- **YOUR INSTRUCTIONS**: Print all the entries verbatim.

- **DATA SUPPLIED**:

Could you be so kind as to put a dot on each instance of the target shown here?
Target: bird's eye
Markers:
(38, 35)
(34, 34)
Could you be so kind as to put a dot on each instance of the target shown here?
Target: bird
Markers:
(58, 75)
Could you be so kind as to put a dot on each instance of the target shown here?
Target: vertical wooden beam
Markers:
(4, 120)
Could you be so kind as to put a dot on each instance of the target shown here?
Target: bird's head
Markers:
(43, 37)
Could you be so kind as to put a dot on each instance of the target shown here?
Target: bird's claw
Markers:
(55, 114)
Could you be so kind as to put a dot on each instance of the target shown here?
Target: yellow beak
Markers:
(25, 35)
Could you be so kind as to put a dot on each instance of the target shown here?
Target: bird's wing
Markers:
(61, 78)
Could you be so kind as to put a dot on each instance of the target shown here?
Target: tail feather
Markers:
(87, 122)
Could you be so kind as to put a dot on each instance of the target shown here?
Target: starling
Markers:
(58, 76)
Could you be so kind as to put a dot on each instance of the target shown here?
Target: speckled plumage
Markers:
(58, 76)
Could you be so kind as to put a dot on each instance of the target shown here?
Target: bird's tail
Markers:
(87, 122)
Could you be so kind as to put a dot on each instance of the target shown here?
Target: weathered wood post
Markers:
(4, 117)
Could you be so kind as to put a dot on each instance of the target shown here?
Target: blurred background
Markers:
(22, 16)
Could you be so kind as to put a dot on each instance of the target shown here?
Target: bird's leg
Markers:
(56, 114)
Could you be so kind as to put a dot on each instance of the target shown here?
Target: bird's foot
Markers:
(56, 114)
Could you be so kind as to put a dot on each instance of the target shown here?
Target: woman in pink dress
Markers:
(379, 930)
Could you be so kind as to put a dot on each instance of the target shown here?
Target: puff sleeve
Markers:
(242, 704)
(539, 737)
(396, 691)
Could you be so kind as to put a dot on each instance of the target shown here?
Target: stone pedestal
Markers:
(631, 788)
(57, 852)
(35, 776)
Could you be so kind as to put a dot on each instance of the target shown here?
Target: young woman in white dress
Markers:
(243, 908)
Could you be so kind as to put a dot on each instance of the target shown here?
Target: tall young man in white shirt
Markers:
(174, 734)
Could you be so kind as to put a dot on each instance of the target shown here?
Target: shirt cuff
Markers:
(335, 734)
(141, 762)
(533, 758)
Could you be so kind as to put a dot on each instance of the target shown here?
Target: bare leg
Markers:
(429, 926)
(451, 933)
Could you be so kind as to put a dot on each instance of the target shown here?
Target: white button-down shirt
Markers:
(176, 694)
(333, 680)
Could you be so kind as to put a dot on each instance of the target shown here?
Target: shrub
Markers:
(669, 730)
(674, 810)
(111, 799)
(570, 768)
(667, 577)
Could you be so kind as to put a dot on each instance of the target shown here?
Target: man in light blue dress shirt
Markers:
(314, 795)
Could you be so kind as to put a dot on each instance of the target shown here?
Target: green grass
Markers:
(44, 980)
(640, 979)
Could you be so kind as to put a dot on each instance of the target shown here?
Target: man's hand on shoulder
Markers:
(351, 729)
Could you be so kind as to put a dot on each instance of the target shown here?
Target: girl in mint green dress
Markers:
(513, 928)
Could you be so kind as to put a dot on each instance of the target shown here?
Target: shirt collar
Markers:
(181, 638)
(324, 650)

- **SOLUTION TO THE PROBLEM**:
Could you be so kind as to put a dot on each instance of the target shown here?
Target: bird's eye
Markers:
(38, 35)
(34, 34)
Could you be so kind as to put a dot on each instance of the target shown here?
Target: bird
Markers:
(58, 75)
Could you be so kind as to put a dot on each instance of the target shown here?
Target: vertical wooden beam
Markers:
(4, 120)
Could you be so kind as to put a dot on each instance of the target shown here?
Target: bird's head
Markers:
(43, 37)
Could you be so kind as to put a dot on each instance of the target shown here?
Target: bird's claw
Markers:
(55, 114)
Could you be so kind as to put a dot on each instance of the target shown here?
Target: yellow beak
Markers:
(25, 35)
Could you be so kind as to put a dot on each instance of the target shown here?
Target: bird's wing
Markers:
(61, 78)
Could you be so kind as to put a dot on each instance of the target shown here?
Target: tail feather
Markers:
(87, 122)
Could you be so kind as to put a dot on each instance of the target shown here?
Target: starling
Markers:
(58, 76)
Could you be so kind as to put a dot on each instance of the target shown here?
Target: speckled plumage
Markers:
(58, 76)
Could you be so kind as to put a dot on each instance of the target shown here?
Target: bird's tail
Markers:
(87, 122)
Could you be so kind as to put a dot on each instance of the target shown here?
Target: weathered wood post
Markers:
(4, 117)
Could you be so kind as to put a dot on each instance of the target shown here?
Target: blurred background
Markers:
(22, 16)
Could you be so kind as to put a dot on each instance of the target shown here?
Target: bird's leg
Markers:
(56, 114)
Could you be so kind as to put a dot on each instance of the target shown here?
Target: bird's foot
Markers:
(56, 114)
Could you be so kind as to put a dot on each instance of the target shown here?
Target: woman in pink dress
Markers:
(379, 930)
Could you be so kind as to put a dot on each instance of the target shown here?
Target: puff sleeve
Markers:
(242, 704)
(539, 737)
(396, 691)
Could you be so kind as to put a dot on each instance of the target shown here?
Target: stone pedestal
Markers:
(631, 788)
(57, 852)
(35, 776)
Could you be so kind as to put a dot on each instance of the target shown here?
Target: young woman in white dress
Markers:
(243, 908)
Could you be so kind as to put a dot on each instance of the target shown here?
Target: tall young man in white shirt
Markers:
(174, 734)
Could you be so kind as to put a dot on each instance of the target shown here?
Target: shirt cuff
Markers:
(335, 734)
(141, 762)
(533, 758)
Could you be so kind as to put a dot on each instance of the target shown here?
Target: bare leg
Markers:
(429, 926)
(451, 933)
Could you be so kind as to put a dot on each instance of the target shown here?
Target: white button-down shirt
Markers:
(176, 694)
(333, 680)
Could you be so kind as to put a dot on each instance of the target shown here?
Target: shrub
Markers:
(669, 730)
(674, 810)
(111, 799)
(570, 768)
(667, 577)
Could you be so kind as to put a dot on each instance of the target shown here?
Target: man in light blue dress shirt
Markers:
(314, 795)
Could you be so kind as to put a dot on each instance of the target shown here?
Target: green grass
Markers:
(44, 980)
(640, 979)
Could you be so kind as to put a dot on each instance of the target shown here?
Target: man's hand on shoulder
Markers:
(351, 729)
Could you be so kind as to put a dot on each instance of the target shown here?
Target: girl in mint green dress
Markers:
(513, 928)
Could you be so kind as to put a dot on each instance of the target shown here?
Target: shirt collar
Markers:
(181, 638)
(324, 650)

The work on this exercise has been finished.